新常态首次提出:求相声太平歌词 和 醋点灯 的相声文本

来源:百度文库 编辑:杭州交通信息网 时间:2024/05/01 09:38:38
谢谢

传统相声《太平歌词》
马志明、黄族民演出本

甲:这个相声啊,讲究是四门功课。
乙:哪四门功课?
甲:说、学、逗、唱。
乙:没错。
甲:今儿我呀,给各位唱一回。
乙:嚯!你唱一回?
甲:我唱一回。
乙:你唱?
甲:啊。
乙:你唱什么呀?你唱京剧,来段评戏,要不也来个流行歌曲?你会唱什么?
甲:你说那个呀,说相声的往这儿一站,唱戏、唱歌、唱大鼓,那不叫唱。
乙:不叫唱?
甲:那叫学。
乙:噢,这叫学?
甲:说、学、逗、唱,这归学。
乙:是呀。
甲:跟人学嘛!
乙:啊。
甲:对不对,我们这唱指的不是这些个。
乙:什么呀?
甲:太平歌词。
乙:噢,太平歌词。
甲:哎,这个太平歌词乍一听很简单,一上句一下句,其实不好唱,可好听,听得是韵味,走的是鼻音。
乙:是呀?
甲:走鼻音,脑后音。
乙:噢。
甲:我给你学一学。
乙:来两句咱们听听。
甲:太平歌词啊,您听这韵味啊,鼻音,(唱)“那杭州美景盖世无双啊——”。
乙:嘿!还真有味,好!
甲:它这么个音,这东西越是伤风感冒、鼻子不通气时候,唱出来好听,你听听。
乙:是呀?
甲:(唱)“美景盖世无双啊——”。
乙:哎,还真是鼻音。
甲:(唱)“盖世无双啊——”。
乙:行行行。
甲:(唱)“无双啊——”。
乙:行啦,行啦,老唱这一句,没完了是吧?
甲:过去老先生唱这个唱得好的,有这么几位……
乙:哪几位?
甲:王兆麟。
乙:有。
甲:吉平三。
乙:对。

● ● ● ●

▶ **任务**
用两句话概括上面这段相声文本的内容。

▶ **条目摘录**
● ● ● ●

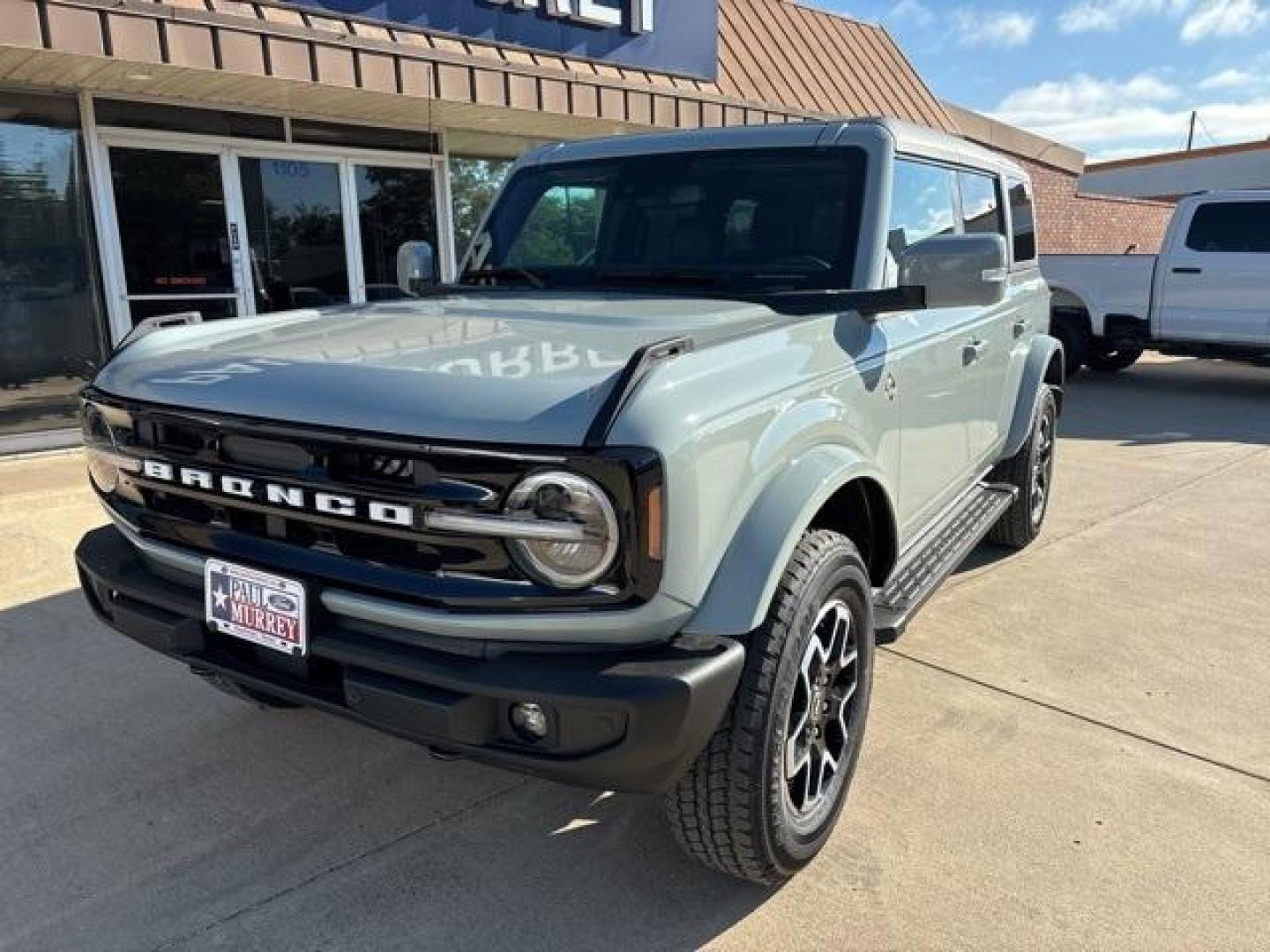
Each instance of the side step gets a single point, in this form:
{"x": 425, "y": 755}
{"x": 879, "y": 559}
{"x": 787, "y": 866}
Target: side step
{"x": 937, "y": 555}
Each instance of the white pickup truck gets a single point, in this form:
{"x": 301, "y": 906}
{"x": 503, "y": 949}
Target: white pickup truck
{"x": 1206, "y": 294}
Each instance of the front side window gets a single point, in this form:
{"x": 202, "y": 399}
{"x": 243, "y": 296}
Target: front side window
{"x": 981, "y": 208}
{"x": 758, "y": 219}
{"x": 923, "y": 205}
{"x": 1022, "y": 221}
{"x": 1233, "y": 227}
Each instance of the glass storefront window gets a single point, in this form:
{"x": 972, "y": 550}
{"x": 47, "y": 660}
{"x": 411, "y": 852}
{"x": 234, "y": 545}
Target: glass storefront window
{"x": 49, "y": 306}
{"x": 473, "y": 185}
{"x": 394, "y": 206}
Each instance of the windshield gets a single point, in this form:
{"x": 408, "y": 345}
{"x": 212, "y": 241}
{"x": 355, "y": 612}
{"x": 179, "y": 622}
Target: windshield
{"x": 753, "y": 219}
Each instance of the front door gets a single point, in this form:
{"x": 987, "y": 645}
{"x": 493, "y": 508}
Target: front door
{"x": 1213, "y": 280}
{"x": 176, "y": 249}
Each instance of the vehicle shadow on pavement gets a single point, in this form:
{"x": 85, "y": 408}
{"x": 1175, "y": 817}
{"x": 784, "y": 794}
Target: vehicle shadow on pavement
{"x": 1171, "y": 401}
{"x": 143, "y": 809}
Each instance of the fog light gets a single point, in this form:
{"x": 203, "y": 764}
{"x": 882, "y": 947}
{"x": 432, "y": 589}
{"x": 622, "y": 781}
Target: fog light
{"x": 530, "y": 721}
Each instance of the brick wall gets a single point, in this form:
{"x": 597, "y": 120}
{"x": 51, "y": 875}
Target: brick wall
{"x": 1076, "y": 224}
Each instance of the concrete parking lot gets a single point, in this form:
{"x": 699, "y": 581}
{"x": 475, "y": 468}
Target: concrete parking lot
{"x": 1070, "y": 749}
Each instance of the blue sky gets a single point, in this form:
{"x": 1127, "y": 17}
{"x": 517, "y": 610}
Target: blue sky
{"x": 1113, "y": 78}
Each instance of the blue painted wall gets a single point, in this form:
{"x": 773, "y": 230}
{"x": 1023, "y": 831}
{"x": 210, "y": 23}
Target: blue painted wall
{"x": 684, "y": 40}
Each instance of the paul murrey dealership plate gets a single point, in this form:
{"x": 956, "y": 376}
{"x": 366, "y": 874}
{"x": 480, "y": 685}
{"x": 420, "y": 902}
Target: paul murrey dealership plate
{"x": 257, "y": 607}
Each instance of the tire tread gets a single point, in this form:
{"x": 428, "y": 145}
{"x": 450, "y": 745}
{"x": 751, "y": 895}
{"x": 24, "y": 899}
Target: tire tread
{"x": 715, "y": 807}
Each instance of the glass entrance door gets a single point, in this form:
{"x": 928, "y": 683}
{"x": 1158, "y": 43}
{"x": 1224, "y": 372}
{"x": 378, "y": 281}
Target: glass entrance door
{"x": 296, "y": 233}
{"x": 176, "y": 247}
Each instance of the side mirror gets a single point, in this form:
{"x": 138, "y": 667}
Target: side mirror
{"x": 417, "y": 267}
{"x": 958, "y": 271}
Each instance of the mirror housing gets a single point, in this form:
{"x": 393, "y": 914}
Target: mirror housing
{"x": 958, "y": 271}
{"x": 417, "y": 267}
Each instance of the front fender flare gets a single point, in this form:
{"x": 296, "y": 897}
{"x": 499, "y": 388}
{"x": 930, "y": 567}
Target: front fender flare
{"x": 1036, "y": 375}
{"x": 746, "y": 580}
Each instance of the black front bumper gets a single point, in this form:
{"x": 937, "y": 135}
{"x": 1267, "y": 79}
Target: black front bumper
{"x": 629, "y": 720}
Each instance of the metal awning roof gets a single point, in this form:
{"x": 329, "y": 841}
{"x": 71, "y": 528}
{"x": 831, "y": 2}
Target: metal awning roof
{"x": 779, "y": 63}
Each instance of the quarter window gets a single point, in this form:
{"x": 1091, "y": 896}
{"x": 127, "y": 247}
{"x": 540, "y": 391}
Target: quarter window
{"x": 1022, "y": 219}
{"x": 1235, "y": 227}
{"x": 981, "y": 207}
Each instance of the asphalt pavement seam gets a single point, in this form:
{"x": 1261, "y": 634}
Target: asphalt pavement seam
{"x": 176, "y": 942}
{"x": 1074, "y": 715}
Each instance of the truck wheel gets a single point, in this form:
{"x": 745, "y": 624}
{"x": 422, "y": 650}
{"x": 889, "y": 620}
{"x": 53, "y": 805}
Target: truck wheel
{"x": 1074, "y": 344}
{"x": 1109, "y": 361}
{"x": 764, "y": 796}
{"x": 243, "y": 692}
{"x": 1032, "y": 472}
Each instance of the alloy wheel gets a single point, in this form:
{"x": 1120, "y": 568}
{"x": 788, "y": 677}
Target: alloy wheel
{"x": 820, "y": 720}
{"x": 1042, "y": 469}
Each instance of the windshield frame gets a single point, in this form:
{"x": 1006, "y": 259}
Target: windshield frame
{"x": 488, "y": 262}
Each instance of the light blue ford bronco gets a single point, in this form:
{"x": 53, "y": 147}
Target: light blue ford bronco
{"x": 704, "y": 418}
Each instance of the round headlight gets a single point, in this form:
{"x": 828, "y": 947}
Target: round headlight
{"x": 565, "y": 498}
{"x": 98, "y": 437}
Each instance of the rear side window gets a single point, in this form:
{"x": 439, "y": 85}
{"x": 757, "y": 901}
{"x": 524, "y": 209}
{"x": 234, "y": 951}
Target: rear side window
{"x": 1235, "y": 227}
{"x": 981, "y": 207}
{"x": 923, "y": 205}
{"x": 1022, "y": 221}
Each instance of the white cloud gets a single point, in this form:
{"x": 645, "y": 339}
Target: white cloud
{"x": 1134, "y": 115}
{"x": 1232, "y": 78}
{"x": 1057, "y": 101}
{"x": 1109, "y": 16}
{"x": 1224, "y": 18}
{"x": 912, "y": 11}
{"x": 1001, "y": 28}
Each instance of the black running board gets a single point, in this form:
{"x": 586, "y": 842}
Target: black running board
{"x": 937, "y": 555}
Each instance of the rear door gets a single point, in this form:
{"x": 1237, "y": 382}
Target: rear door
{"x": 1215, "y": 279}
{"x": 940, "y": 394}
{"x": 990, "y": 344}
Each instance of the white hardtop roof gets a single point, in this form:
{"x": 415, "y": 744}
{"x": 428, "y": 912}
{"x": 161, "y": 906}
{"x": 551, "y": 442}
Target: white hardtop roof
{"x": 908, "y": 138}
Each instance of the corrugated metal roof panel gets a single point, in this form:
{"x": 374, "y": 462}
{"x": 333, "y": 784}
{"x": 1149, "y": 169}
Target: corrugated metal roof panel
{"x": 784, "y": 54}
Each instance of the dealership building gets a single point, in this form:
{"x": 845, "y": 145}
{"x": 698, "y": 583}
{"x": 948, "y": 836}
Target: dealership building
{"x": 236, "y": 158}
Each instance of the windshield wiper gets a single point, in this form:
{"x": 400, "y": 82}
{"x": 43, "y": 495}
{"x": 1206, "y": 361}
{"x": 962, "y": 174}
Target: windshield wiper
{"x": 482, "y": 274}
{"x": 663, "y": 276}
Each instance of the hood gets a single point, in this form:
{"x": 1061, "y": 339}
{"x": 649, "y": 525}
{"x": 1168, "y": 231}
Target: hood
{"x": 493, "y": 367}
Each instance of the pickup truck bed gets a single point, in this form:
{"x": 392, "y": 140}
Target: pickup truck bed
{"x": 1204, "y": 294}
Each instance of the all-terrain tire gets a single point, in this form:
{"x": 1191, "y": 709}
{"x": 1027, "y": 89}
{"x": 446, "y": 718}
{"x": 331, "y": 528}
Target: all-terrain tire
{"x": 1102, "y": 360}
{"x": 1032, "y": 472}
{"x": 730, "y": 810}
{"x": 1073, "y": 338}
{"x": 243, "y": 692}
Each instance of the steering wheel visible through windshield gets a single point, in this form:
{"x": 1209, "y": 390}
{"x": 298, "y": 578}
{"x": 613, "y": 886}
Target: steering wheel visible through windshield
{"x": 753, "y": 219}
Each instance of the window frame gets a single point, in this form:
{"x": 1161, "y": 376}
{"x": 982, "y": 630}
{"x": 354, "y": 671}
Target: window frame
{"x": 998, "y": 192}
{"x": 1201, "y": 207}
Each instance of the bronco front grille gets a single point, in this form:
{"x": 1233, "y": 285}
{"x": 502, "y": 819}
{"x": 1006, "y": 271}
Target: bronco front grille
{"x": 363, "y": 469}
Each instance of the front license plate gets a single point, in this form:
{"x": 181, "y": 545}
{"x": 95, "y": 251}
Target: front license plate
{"x": 256, "y": 607}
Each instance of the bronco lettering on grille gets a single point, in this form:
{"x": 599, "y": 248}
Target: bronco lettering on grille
{"x": 283, "y": 496}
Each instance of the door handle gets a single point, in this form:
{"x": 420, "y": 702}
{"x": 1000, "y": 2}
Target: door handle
{"x": 973, "y": 351}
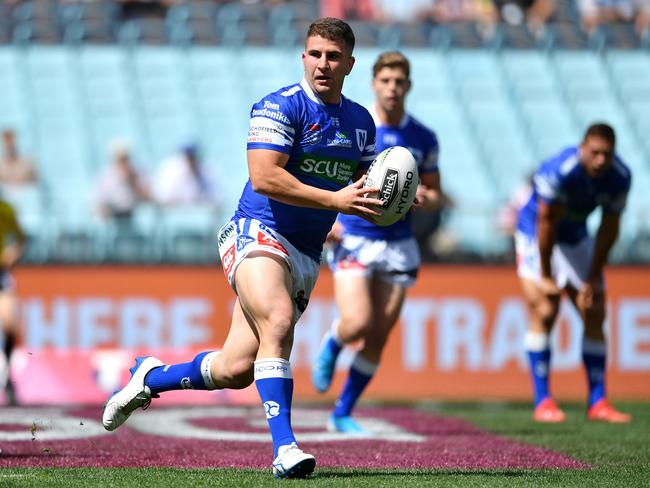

● ● ● ●

▶ **任务结果**
甲说相声讲究说、学、逗、唱四门功课,说相声的唱戏、唱歌、唱大鼓都算"学",他说的"唱"指的是太平歌词。他说太平歌词听着简单其实不好唱,讲究韵味、走鼻音和脑后音,接着唱了几遍"那杭州美景盖世无双啊",又说起过去唱得好的老先生,如王兆麟、吉平三。